Tarea — Prosigue el texto de abajo sobre la confianza perdida en la política, a partir de su última frase.

Texto proporcionado —
● ● ●

En medio de problemas con la Ley 462, la mina, los mal llamados memorándum de entendimiento, la falta de agua, la corrupción y muchos etcéteras, aún faltando cuatro años para las próximas elecciones, hoy quiero hablar de un tema estructural: sobre cómo hemos masacrado la confianza y lo necesario que esta será en el futuro.
Hablemos desde la verdad y con espíritu reflexivo, pero sobre todo desde la necesidad de un nuevo comienzo.
Hemos dedicado décadas de nuestras vidas al servicio público y a la vida política. Lo hicimos desde una trinchera ideológica clara: la de centroizquierda. Lo hicimos inspirados por un conjunto de principios que hablaban de justicia social, dignidad humana, soberanía, democracia profunda, desarrollo con equidad y de la obligación moral de no dejar a nadie atrás.
Pertenecemos a una generación que heredó una lucha noble. Una lucha que tuvo nombres y apellidos. Una lucha que vino del pensamiento, pero también del sacrificio y hasta de la inmolación de mujeres y hombres que entregaron su vida por construir un país más justo. De líderes que nos enseñaron que el poder solo vale si sirve para transformar, para corregir desigualdades y ampliar derechos.
Pero tengo que decir también, con el mismo compromiso con la verdad, que esa lucha fue traicionada por la manera en que muchos decidieron usar esas ideas como simple fachada para intereses personales o de grupos.
Hemos sido testigos y hemos luchado contra esa concepción porque significaba la destrucción del país. Vi cómo la institucionalidad y las organizaciones políticas, que alguna vez representaron la esperanza, fueron vaciadas de contenido. Cómo todo se fue desfigurando y se sustituyó la vocación cívica, social y patriótica por el interés económico y electorero, y así disfrutar y expoliar el poder.
Las organizaciones políticas quedaron reducidas a una mínima expresión de representatividad y se convirtieron en rémoras, sirviendo a los pocos empresarios que requieren del poder político para desarrollar sus empresas.
Así se incubó el desastre que hoy vivimos:
¡Con la renuncia a los principios!
Con la ambición desmedida llegó la corrupción y los narcodólares que apuntalaron el clientelismo.
Lo anterior creó la necesidad de perpetuarse en el poder, sin importar el destino del país, y por ello, de manera cínica, jugaron con los principios. Sin importar el daño y el desprestigio, se introdujo el transfuguismo no solo entre los políticos, sino también en otras esferas sociales.
La deslealtad institucional como norma y el oportunismo como ideología.

● ● ●

Información extraída —

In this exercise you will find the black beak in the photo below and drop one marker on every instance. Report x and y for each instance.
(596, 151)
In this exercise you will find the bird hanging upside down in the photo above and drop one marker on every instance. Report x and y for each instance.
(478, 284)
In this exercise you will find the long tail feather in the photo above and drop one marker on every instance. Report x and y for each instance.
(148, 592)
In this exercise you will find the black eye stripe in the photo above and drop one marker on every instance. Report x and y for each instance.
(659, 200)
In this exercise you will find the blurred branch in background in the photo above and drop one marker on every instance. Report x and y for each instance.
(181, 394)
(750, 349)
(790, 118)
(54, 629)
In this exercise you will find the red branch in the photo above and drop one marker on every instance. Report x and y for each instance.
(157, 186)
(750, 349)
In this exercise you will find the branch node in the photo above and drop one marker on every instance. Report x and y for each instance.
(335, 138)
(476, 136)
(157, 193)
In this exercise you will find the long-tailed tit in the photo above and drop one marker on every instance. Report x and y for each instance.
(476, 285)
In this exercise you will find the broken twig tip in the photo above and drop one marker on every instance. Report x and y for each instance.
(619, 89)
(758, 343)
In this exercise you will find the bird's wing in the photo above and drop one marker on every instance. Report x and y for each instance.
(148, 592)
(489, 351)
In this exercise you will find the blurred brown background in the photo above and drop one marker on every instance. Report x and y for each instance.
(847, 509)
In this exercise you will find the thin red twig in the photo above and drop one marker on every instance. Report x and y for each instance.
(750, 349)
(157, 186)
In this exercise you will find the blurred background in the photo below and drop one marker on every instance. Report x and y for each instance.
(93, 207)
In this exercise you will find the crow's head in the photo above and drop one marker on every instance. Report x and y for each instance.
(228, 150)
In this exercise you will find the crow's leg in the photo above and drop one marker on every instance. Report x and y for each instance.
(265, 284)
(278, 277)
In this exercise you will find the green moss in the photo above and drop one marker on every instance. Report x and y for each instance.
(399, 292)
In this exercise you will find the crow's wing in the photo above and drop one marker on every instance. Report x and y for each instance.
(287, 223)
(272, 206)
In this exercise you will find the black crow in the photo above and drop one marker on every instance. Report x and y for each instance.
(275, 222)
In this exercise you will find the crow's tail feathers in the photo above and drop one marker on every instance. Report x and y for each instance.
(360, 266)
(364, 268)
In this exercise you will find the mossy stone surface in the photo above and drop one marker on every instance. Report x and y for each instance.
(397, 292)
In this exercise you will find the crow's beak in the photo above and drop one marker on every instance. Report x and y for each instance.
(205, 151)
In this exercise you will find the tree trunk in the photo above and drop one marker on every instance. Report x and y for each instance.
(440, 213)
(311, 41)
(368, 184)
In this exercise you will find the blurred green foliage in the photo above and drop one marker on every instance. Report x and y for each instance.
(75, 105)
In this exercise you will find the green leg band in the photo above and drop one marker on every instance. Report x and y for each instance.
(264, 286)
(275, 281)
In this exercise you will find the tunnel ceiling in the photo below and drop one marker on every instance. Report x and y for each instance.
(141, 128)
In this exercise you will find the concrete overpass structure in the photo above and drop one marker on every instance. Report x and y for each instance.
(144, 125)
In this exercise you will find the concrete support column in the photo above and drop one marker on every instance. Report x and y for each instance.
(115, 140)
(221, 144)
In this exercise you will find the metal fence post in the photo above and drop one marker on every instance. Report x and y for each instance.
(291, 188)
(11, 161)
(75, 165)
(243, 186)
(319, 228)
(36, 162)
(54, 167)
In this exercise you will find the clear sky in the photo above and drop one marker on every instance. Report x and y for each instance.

● ● ●

Resultado —
El proyecto político de país se transformó en un proyecto de poder.
Por todo esto se rompe la confianza ciudadana. Esto se manifestó en las elecciones posteriores a 2009.
Hoy la desconfianza y el descrédito son descomunales y generalizados.
Esa desconfianza y descrédito han impulsado a la juventud, como una esperanza, a la participación política. Y con ellos adquirimos la deuda moral de ayudarles, por el bien del país, a recuperar la fe y la confianza en la práctica de la política, y a que los más sanos no sean desviados. Eso siempre es y será una posibilidad.
No es tarea fácil porque ellos no creen en nada ni en nadie que lleve una bandera política, pero tampoco es imposible.
La desconfianza de ellos —y también la nuestra— es real. ¿Y sabes qué?
¡Tienen razón!
Tienen razón porque han visto cómo sus padres y sus abuelos apostaron a procesos que prometieron un cambio, y lo que recibieron fue más desigualdad, más corrupción, más cinismo.
Tienen razón porque han visto cómo se cierran las puertas del trabajo digno, de la educación pública de calidad y de una salud humana no mercantilizada.
Tienen razón porque nadie quiere vivir en una democracia que no resuelve ni las necesidades básicas, y menos las de aquellos que apenas sobreviven.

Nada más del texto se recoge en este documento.